▶ **Information shown**:

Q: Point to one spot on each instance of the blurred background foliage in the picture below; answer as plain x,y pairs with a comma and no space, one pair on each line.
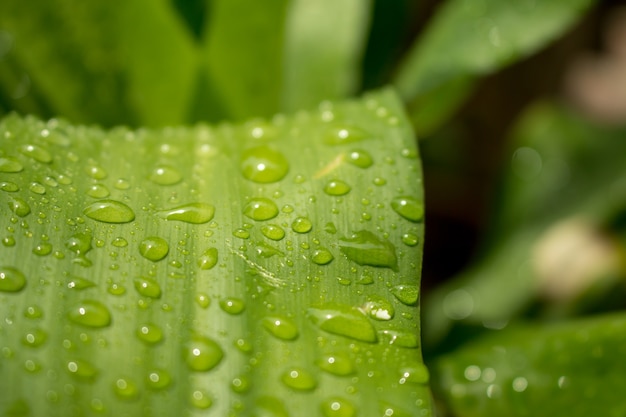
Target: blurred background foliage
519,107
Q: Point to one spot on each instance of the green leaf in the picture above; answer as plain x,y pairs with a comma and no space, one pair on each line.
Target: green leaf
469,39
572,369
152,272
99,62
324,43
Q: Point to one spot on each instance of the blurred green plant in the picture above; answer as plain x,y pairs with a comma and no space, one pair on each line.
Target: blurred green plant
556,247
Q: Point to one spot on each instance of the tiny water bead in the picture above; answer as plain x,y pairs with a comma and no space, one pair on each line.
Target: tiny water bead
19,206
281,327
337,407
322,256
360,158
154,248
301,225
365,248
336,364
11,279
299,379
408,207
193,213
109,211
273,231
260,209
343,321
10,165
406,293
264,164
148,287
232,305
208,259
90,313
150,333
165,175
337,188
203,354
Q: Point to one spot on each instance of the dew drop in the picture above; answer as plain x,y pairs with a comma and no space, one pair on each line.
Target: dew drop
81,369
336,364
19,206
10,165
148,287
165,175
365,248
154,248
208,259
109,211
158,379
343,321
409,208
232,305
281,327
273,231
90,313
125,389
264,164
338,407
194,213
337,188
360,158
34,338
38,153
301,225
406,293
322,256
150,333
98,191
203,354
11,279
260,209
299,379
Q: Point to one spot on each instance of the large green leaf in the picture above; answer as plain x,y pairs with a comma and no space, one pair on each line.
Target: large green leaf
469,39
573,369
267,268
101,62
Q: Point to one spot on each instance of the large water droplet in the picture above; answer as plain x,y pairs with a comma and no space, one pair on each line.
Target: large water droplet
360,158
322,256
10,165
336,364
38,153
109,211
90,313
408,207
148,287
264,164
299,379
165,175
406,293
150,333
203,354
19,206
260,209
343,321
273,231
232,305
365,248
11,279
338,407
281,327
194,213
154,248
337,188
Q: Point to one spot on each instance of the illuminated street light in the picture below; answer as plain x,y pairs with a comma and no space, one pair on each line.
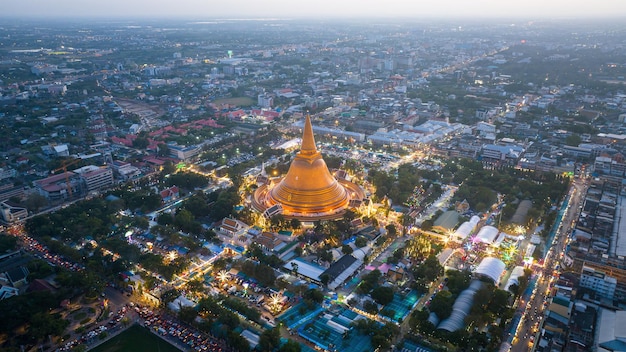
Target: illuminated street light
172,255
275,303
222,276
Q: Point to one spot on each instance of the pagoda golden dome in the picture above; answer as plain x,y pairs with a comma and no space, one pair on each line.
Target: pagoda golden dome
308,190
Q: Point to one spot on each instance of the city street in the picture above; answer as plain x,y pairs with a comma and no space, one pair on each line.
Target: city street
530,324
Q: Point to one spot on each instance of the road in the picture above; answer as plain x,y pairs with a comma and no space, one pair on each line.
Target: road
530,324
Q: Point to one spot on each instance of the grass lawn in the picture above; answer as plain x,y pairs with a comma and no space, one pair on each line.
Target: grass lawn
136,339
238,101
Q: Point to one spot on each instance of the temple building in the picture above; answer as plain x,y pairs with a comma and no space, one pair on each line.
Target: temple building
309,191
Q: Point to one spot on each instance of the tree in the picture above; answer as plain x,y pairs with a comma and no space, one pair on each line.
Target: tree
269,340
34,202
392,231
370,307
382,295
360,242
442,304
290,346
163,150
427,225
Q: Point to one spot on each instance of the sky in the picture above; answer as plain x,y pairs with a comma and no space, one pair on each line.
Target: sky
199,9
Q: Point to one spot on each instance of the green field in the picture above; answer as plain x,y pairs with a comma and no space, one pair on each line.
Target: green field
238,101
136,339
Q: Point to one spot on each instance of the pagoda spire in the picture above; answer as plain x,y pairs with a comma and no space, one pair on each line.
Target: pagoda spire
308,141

▶ **Aim of the task**:
Rewrite all the records above, replacing "one spot" with "a single spot" and leaving everything else unchanged. Omit the pictures from your answer.

▶ **Task solution**:
Q: Point to a single spot on each instance of the blurred background foliage in the picture below; answer as plain x,y pairs with a comma and no space, one pair on each line.
Target: blurred background foliage
519,107
Q: Point to a single spot on each instance of the green leaf in the picture above; answer as plain x,y pairs with a comma and no space, one pair on each line.
Target: green leaf
469,39
572,369
152,272
99,62
324,43
Q: Point to a single spot on each instance of the blurred green plant in the picture above; answer as plain x,y pairs with a comma and no space, one pair on each line.
Target: blurred green plant
556,247
Q: Point to a single spot on each instance of the tiny water bead in the picture above; answer as plain x,y pairs with a comma and no space, one pair on each line.
Target: tiny water bead
19,206
281,327
337,407
322,256
360,158
154,248
301,225
365,248
336,364
11,279
299,379
408,207
193,213
109,211
273,231
260,209
343,321
10,165
406,293
264,164
148,287
232,305
208,259
90,313
150,333
165,175
337,188
203,354
Q: Point to a single spot on each instance of the dew drop in the picture above; answer as plain x,y pairs with a comma and no space, one pair on each line.
Target: dew drop
81,369
336,364
19,206
10,165
148,287
165,175
365,248
154,248
208,259
109,211
158,379
343,321
409,208
232,305
281,327
273,231
90,313
125,389
264,164
338,407
194,213
337,188
360,158
34,338
38,153
301,225
406,293
322,256
150,333
98,191
203,354
11,279
260,209
299,379
Q: Point to a single spot on each instance of the large green leaf in the picture above; answer as plain x,y pairs with a comma and no space, one pair on each line.
Target: large green leaf
469,39
573,369
267,268
101,62
Q: Point to a single spot on each instance of the large water droplet in the picture above; answer as plain x,y pairs with a comma and no space, one pair on each line.
Target: large water droplet
360,158
322,256
10,165
336,364
38,153
109,211
90,313
408,207
148,287
264,164
299,379
165,175
406,293
150,333
203,354
19,206
260,209
343,321
273,231
232,305
365,248
11,279
338,407
281,327
194,213
154,248
337,188
Q: Point to a single spot on each instance of the illuminated street light in the picture below; answer as plain x,y pairs with a comma and no space, one pair on each line.
Target: illuminated street light
172,255
275,303
222,276
Q: Point to a single spot on each instance of the pagoda golden dome in the picture above; answer as plain x,y pairs with a comma and no space, one pair on each line.
Target: pagoda golden dome
308,190
Q: Point to a single spot on each instance of the city street in the picture above; answer as plain x,y pairs with a comma and no space, one pair on each line.
Target: city street
530,324
Q: Point to a single spot on each instance of the road in the picture above; answer as plain x,y pairs with a comma and no space, one pair on each line.
Target: road
530,324
Q: Point to a single spot on each instance of the grass lawn in the picture above; answer as plain x,y pairs with a comma and no space, one pair on each line.
Target: grass lawn
136,339
238,101
Q: Point to a single spot on each instance of the temple building in the picture above; answer as plain x,y pairs with a comma and no space, one pair on each line.
Target: temple building
309,191
Q: Point to a single spot on each instance of the tree in the picture above; answer as plain x,y pairs with a comma and no space, one pair on each line.
Target: tree
269,340
34,202
392,231
370,307
382,295
360,242
442,304
290,346
163,150
427,225
Q: Point to a single spot on each instance of the sky in the picture above; answer as plain x,y pairs with a comma and no space, one pair on each line.
Target: sky
199,9
Q: Point to a single spot on each instance of the green field in the picture above; answer as plain x,y pairs with a comma and no space, one pair on each line.
Target: green field
238,101
136,339
Q: Point to a single spot on each instance of the pagoda spire in the picture above; answer as plain x,y pairs with a comma and no space, one pair on each line.
Target: pagoda spire
308,141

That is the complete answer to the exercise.